365-365 Chicken Adana
Day 365/365 - Chicken adana

We were sated, but Bug saw the kazandibi dancing seductively before my eyes. This semolina milk pudding dessert that apparently means "bottom of pot," a description of the scorched (caramelized) layer creating the uniqueness of the dessert, not scraps or undesirable elements. The slight bitterness with the lightly sweetened custard melds harmoniously with the dusting of cinnamon.

365-365 Kazandibi
Day 365/365 - Kazandibi

While I thoroughly enjoyed my chicken adana with pilaf, kazandibi is always the highlight of my meal. Indian ras malai is my favorite dessert. Kazandibi is not far behind.

As far as what the next 365 days hold for me. Bug and I have tossed around of a few weekly project ideas, start date unknown. Since we have begun receiving our vegetables from Fresh Fork Market, at least over the summertime, a short-term project could center around our bag of goodies -- cooked with recipes or posed.

Another idea would be posting a salad/soup meal per week, which would also include chili, stew, and curries. I'm poor about precisely documenting made up or heavily altered printed recipes; although, the latter probably fairs a bit better. Recipes with an abundance of "a bit of this" and "to taste" is rather tedious to follow...

- Cassaendra

Istanbul Grill
2505 Professor Ave
Cleveland, OH 44113
Tel: (216) 298-4450

Monday, July 2, 2012

Simple Concept?

With the Independence Day holiday coming up, I'm astonished how quickly time flies. I am most certainly getting old when a month feels like a week. Does time need to be consumed this quickly?

When I am not so busy running every day (toward what?), I turn back to see the changes over the past 10, 20, 30 years. It is incredible what technological leaps have taken place. A ripple in one part of the world can be felt in seconds instead of days or weeks.

365-364 Flags Offset
Day 364/365

However, as humans, I can't help but think we're degenerating. We have little patience to listen to one another, understand others, cherish and savor our lives. Personal correspondences, face-to-face and handwritten, are the exception. Email and anonymity are the rule. I am a part of the problem.

---------------

• What this task involves: Revise the food blog excerpt starting with "As far as what" and going on through "Simple Concept?", replacing "summertime" with "summer months". The records that follow are separate material and have no connection to the food blog excerpt.

[Dataset records]
---------------

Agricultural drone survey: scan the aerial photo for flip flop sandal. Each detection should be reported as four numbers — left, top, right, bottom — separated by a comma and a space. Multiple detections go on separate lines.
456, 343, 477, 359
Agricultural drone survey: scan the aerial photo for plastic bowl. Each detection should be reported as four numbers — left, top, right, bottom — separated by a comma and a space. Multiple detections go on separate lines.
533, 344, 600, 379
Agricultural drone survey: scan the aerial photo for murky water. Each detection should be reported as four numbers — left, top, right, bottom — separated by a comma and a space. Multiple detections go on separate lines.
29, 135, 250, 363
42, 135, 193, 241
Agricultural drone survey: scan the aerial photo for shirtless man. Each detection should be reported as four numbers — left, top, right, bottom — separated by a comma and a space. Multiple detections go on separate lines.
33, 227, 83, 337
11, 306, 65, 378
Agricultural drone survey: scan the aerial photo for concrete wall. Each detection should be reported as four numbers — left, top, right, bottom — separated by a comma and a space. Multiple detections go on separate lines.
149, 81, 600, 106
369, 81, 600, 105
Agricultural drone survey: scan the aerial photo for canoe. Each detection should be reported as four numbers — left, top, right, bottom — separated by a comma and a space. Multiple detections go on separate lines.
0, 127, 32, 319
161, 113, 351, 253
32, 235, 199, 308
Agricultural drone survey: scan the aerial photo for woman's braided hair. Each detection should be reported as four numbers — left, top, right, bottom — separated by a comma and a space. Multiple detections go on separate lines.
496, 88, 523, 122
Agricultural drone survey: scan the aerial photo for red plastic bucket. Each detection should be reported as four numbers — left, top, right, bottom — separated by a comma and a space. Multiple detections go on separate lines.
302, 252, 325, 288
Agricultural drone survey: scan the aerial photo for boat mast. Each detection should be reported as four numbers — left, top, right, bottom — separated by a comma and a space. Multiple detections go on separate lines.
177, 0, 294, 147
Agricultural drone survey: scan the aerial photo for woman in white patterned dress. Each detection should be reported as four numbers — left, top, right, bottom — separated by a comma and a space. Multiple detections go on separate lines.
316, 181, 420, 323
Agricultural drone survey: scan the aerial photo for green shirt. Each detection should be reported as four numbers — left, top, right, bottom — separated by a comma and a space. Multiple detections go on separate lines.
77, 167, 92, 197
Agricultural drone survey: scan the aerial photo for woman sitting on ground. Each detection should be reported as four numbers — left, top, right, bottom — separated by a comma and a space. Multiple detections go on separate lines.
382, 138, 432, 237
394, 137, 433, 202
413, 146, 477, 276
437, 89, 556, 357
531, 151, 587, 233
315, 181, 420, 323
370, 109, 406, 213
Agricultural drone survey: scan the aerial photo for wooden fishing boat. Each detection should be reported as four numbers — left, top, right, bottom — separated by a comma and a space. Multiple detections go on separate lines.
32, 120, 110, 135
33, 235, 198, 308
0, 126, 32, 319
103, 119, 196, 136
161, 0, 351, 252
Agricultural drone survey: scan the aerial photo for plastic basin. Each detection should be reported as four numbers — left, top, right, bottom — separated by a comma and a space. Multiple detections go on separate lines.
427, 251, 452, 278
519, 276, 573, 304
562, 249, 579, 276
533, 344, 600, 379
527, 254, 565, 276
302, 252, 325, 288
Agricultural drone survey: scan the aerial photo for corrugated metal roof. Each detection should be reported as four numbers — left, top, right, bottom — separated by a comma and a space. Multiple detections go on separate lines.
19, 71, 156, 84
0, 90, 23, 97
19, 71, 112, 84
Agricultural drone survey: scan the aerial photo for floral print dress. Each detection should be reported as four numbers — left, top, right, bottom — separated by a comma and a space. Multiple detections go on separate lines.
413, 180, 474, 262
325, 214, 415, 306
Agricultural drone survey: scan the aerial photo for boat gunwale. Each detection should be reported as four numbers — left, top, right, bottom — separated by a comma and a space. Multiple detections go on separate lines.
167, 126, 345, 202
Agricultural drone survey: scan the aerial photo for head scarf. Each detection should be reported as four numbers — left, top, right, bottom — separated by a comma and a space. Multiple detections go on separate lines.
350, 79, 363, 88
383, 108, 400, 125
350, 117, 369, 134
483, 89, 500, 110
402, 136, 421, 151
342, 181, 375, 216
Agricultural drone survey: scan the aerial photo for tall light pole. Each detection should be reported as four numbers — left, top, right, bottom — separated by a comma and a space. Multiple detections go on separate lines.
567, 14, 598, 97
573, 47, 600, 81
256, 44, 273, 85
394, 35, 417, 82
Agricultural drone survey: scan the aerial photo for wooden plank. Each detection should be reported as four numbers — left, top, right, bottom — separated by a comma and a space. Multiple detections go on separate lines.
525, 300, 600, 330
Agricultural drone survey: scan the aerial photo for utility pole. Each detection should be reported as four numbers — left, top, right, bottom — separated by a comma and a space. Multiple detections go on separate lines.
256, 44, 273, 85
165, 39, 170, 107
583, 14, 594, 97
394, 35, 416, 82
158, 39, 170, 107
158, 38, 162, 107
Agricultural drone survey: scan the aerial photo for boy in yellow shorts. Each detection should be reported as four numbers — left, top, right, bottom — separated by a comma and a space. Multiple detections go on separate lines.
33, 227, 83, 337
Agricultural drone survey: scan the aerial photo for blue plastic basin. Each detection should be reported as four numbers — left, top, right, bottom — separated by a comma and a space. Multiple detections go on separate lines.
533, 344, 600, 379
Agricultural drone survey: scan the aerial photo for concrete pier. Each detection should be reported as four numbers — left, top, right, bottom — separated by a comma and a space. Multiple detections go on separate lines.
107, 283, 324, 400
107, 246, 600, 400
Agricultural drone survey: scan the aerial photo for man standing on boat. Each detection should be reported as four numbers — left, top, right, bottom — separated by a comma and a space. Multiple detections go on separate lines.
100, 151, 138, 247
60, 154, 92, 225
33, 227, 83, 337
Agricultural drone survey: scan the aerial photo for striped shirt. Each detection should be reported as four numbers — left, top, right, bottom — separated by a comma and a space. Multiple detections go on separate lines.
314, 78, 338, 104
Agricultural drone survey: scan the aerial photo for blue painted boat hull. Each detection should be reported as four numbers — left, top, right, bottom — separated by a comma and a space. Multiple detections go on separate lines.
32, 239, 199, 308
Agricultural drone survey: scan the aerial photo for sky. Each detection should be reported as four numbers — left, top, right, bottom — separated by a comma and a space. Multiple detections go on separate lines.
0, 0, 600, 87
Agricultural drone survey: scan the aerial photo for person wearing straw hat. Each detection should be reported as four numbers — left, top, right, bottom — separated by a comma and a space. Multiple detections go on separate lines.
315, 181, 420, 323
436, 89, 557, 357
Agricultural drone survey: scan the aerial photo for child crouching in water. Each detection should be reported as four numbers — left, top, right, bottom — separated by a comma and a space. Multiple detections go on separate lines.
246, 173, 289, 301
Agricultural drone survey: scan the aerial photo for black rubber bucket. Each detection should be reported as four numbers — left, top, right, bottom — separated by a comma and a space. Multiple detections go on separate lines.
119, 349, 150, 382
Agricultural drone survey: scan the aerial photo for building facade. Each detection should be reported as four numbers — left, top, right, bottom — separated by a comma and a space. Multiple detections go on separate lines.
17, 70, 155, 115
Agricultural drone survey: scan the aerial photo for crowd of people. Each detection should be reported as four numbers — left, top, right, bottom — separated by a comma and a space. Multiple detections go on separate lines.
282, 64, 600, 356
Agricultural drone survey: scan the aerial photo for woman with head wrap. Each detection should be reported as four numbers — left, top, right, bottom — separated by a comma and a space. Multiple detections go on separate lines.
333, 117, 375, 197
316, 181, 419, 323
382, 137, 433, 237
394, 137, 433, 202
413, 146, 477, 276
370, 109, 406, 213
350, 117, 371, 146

---------------

• Your response:
As far as what the next 365 days hold for me. Bug and I have tossed around of a few weekly project ideas, start date unknown. Since we have begun receiving our vegetables from Fresh Fork Market, at least over the summer months, a short-term project could center around our bag of goodies -- cooked with recipes or posed.

Another idea would be posting a salad/soup meal per week, which would also include chili, stew, and curries. I'm poor about precisely documenting made up or heavily altered printed recipes; although, the latter probably fairs a bit better. Recipes with an abundance of "a bit of this" and "to taste" is rather tedious to follow...

- Cassaendra

Istanbul Grill
2505 Professor Ave
Cleveland, OH 44113
Tel: (216) 298-4450

Monday, July 2, 2012

Simple Concept?